» **TASK INSTRUCTIONS**
After locating the line that contains "Query: patchy dirt ground" in the records below, write out exactly that line and each line after it through the one that contains "Query: dog's front leg", and nothing else.

[[ RECORDS FOR PROCESSING open ]]

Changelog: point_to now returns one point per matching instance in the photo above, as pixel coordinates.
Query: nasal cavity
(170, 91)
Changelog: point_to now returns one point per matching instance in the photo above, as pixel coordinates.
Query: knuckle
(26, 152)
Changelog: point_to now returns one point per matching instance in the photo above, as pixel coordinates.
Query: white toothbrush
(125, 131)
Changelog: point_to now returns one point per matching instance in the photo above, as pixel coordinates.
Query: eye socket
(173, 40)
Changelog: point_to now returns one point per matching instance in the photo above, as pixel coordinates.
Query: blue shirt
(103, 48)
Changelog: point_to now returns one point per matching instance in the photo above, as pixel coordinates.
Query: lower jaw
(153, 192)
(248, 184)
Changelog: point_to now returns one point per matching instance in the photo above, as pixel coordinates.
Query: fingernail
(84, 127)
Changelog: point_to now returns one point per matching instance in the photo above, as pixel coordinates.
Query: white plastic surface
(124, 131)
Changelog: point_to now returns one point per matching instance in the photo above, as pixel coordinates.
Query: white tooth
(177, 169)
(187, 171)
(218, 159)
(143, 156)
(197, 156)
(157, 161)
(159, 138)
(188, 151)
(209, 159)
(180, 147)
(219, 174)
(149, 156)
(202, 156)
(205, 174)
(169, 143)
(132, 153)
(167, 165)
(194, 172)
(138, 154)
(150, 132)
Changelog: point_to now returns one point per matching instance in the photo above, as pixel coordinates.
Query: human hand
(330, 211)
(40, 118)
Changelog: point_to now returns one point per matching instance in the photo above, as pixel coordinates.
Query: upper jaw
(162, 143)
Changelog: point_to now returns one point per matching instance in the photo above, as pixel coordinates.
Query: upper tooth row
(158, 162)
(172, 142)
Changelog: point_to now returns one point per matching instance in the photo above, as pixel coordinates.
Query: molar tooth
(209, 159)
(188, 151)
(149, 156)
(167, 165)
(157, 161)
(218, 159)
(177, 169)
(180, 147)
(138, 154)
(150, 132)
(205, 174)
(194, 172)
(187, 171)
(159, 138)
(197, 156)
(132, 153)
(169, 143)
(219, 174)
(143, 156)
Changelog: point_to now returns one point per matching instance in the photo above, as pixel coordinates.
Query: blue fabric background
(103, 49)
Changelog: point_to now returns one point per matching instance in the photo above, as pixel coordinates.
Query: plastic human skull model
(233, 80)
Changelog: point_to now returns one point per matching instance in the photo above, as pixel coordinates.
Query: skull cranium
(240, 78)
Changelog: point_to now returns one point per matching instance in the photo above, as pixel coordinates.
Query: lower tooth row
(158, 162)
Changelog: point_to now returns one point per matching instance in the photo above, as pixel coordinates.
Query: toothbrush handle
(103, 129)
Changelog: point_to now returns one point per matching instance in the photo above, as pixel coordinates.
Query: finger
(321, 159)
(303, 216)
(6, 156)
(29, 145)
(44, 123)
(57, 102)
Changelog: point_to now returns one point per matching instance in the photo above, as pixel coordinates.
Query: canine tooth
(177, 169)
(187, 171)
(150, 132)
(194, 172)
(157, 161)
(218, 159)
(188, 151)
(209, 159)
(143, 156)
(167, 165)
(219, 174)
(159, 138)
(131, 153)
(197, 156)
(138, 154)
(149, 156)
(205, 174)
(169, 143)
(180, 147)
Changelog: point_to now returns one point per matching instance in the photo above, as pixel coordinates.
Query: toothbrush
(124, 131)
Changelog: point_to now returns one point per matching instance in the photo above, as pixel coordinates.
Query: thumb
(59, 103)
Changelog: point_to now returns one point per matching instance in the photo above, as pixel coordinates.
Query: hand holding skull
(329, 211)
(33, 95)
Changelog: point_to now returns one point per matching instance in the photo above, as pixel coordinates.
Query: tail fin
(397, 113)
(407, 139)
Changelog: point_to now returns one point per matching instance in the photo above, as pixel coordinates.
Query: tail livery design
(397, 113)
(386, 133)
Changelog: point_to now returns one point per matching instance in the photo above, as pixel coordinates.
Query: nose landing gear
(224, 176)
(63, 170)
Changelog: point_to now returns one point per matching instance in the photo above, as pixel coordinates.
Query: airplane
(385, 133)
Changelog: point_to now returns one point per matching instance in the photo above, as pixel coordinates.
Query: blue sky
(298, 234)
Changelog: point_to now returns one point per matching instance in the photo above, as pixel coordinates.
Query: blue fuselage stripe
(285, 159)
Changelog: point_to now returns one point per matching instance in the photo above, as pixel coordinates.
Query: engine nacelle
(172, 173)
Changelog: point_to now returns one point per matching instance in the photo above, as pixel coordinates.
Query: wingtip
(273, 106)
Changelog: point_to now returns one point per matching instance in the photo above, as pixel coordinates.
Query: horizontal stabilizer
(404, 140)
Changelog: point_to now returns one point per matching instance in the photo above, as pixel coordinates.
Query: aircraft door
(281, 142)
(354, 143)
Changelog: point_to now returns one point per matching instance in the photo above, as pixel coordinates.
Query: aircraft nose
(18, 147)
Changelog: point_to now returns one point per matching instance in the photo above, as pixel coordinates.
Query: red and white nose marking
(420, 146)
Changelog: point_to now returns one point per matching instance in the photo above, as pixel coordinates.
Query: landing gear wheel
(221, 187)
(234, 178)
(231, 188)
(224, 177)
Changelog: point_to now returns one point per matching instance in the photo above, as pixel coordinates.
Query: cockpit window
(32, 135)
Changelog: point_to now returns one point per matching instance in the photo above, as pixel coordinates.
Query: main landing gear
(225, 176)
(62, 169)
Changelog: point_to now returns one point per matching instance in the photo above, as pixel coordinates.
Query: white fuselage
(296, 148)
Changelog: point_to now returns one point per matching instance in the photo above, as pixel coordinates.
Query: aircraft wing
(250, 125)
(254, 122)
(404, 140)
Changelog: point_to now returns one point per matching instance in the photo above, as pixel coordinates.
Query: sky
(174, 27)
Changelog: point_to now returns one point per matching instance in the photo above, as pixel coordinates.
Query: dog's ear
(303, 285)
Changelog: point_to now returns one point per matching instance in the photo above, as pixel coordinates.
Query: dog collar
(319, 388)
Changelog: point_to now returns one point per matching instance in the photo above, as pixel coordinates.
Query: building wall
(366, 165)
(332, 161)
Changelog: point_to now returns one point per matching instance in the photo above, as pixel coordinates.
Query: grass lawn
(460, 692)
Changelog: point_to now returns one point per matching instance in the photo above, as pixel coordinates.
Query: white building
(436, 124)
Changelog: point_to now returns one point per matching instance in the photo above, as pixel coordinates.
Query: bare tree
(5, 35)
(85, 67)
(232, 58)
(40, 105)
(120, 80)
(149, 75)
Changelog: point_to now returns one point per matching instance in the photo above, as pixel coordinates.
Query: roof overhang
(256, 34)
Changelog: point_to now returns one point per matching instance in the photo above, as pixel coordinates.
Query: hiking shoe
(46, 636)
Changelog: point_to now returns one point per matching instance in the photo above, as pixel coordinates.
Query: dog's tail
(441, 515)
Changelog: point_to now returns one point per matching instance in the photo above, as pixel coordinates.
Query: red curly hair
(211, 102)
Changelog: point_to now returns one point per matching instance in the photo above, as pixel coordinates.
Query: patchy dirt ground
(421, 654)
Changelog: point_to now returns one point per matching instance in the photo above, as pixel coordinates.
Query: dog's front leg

[[ RECORDS FOR PROCESSING closed ]]
[[ RECORDS FOR PROCESSING open ]]

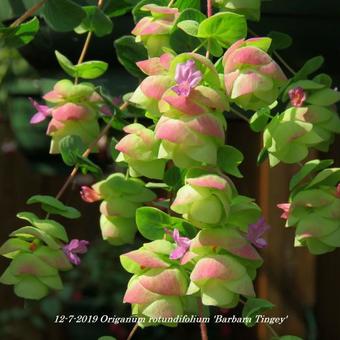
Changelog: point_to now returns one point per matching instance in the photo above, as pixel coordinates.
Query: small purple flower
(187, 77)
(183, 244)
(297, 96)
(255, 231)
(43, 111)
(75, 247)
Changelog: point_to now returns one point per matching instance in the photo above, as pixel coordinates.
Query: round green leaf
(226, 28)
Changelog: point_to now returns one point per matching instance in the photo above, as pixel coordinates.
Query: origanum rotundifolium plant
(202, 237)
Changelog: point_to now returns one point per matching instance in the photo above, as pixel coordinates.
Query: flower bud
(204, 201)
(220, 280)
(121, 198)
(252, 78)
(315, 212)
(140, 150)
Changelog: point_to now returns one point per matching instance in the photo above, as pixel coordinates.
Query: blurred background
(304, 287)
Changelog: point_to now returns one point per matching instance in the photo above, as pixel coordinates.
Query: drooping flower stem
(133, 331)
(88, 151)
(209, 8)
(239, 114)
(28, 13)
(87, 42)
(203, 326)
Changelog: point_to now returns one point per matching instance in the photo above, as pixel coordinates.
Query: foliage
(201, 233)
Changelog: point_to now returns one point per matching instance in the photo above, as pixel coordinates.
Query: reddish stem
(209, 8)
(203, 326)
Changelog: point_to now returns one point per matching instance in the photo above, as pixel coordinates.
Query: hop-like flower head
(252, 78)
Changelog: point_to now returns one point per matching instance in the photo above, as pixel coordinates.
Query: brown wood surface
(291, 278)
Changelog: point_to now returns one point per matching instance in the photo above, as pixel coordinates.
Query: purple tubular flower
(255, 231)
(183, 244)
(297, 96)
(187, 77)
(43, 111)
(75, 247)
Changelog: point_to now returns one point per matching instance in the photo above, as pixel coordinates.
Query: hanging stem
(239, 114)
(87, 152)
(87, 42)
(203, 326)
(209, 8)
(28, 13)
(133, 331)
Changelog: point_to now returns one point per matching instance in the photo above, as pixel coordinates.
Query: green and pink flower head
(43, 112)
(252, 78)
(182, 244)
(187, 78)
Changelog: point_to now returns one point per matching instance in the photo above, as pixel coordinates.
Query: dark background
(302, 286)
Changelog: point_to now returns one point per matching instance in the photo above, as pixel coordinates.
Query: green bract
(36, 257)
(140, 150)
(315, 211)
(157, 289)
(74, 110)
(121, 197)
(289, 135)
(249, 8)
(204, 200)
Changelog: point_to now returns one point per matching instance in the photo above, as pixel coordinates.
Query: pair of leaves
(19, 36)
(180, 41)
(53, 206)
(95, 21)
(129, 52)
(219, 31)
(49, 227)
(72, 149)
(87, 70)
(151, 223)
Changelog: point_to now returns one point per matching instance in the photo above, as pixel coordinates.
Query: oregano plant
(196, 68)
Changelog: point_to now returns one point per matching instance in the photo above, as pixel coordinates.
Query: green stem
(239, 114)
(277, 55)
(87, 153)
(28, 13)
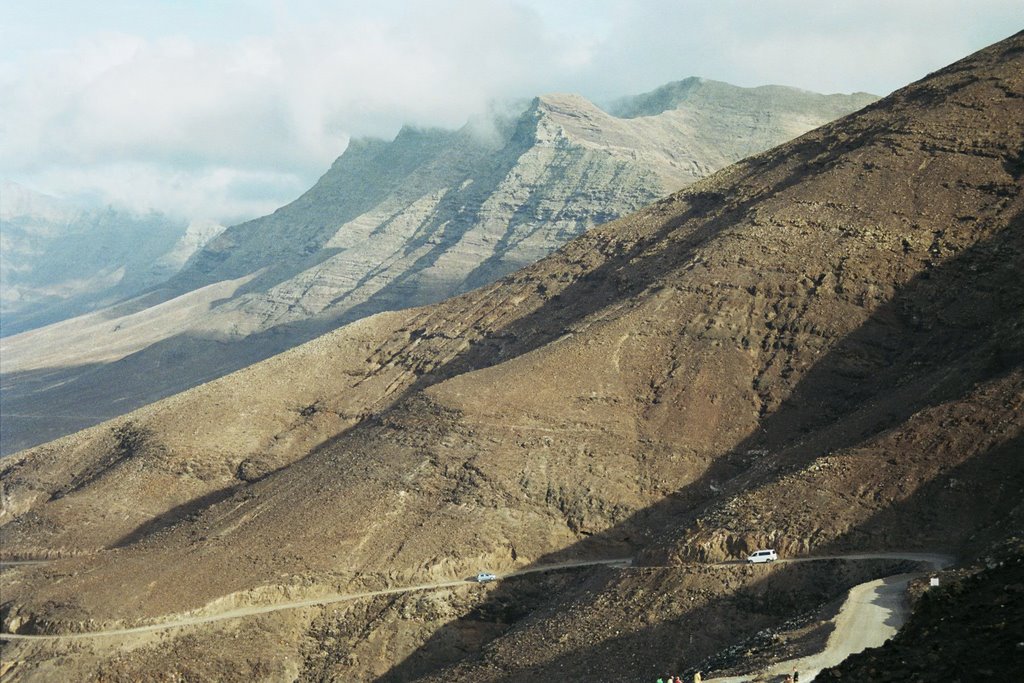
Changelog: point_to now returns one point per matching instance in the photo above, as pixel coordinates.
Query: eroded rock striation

[[ RECORDS FOR PROCESSING closed ]]

» **WRITTEN RESPONSE**
Query: patchy dirt ground
(421, 654)
Changelog: point_to now returns one point per matching instance in the photo above, as pixel coordinates.
Query: dog's front leg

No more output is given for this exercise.